**WORK TO DO**
Rewrite the lines of the listing below, starting with the line that contains "For the benchmark, spot each instance of the portico" and going on through the end of the listing, with "drop" replaced by "place" and everything else left unchanged.

Point placement records:
◆ ◆ ◆ ◆ ◆ ◆ ◆
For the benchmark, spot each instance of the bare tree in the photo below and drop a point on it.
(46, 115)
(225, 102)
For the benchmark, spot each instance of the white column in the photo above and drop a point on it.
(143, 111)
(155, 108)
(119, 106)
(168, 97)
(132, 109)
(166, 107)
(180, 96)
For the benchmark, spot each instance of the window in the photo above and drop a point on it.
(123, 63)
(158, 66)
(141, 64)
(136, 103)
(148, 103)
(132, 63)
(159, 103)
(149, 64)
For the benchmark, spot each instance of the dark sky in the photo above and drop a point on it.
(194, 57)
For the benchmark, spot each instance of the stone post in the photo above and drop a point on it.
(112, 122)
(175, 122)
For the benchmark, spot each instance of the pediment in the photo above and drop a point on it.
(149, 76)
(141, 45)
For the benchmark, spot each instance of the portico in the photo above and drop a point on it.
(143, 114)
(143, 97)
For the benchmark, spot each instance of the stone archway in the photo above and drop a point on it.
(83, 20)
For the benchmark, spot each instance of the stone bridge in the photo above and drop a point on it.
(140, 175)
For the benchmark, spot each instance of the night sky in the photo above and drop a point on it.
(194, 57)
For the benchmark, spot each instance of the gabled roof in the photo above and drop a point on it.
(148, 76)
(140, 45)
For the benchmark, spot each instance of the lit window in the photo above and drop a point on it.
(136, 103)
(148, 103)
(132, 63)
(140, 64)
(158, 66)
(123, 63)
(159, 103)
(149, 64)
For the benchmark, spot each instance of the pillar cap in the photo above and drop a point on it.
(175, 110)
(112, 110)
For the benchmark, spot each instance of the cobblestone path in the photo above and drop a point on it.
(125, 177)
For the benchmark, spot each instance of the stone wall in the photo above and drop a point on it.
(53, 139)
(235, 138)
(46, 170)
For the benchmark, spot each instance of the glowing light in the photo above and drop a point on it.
◆ ◆ ◆ ◆ ◆ ◆ ◆
**RESULT FOR THIS EXERCISE**
For the benchmark, spot each instance of the portico in the photo above and place a point on it.
(143, 114)
(143, 97)
For the benchmark, spot each instance of the stone archway in the photo above and place a point on it.
(83, 20)
For the benchmark, spot each instance of the stone bridge in the photo above and place a point on it.
(140, 175)
For the benchmark, spot each instance of the night sky in the photo above and place a point on it.
(194, 57)
For the benchmark, spot each instance of the gabled roof in the photo above and place a point on it.
(148, 76)
(140, 45)
For the benchmark, spot each instance of the lit window in the photo above and place a point on it.
(136, 103)
(148, 103)
(132, 63)
(140, 64)
(158, 66)
(123, 63)
(159, 103)
(149, 64)
For the benchmark, spot each instance of the pillar cap in the photo above and place a point on it.
(175, 110)
(112, 110)
For the benchmark, spot each instance of the cobblestone path in the photo above and place a point on it.
(125, 177)
For the benchmark, spot each instance of the stone wall in the photo above and place a point on it.
(53, 139)
(235, 138)
(46, 170)
For the benchmark, spot each instance of the glowing light in the photo above and place a point on it.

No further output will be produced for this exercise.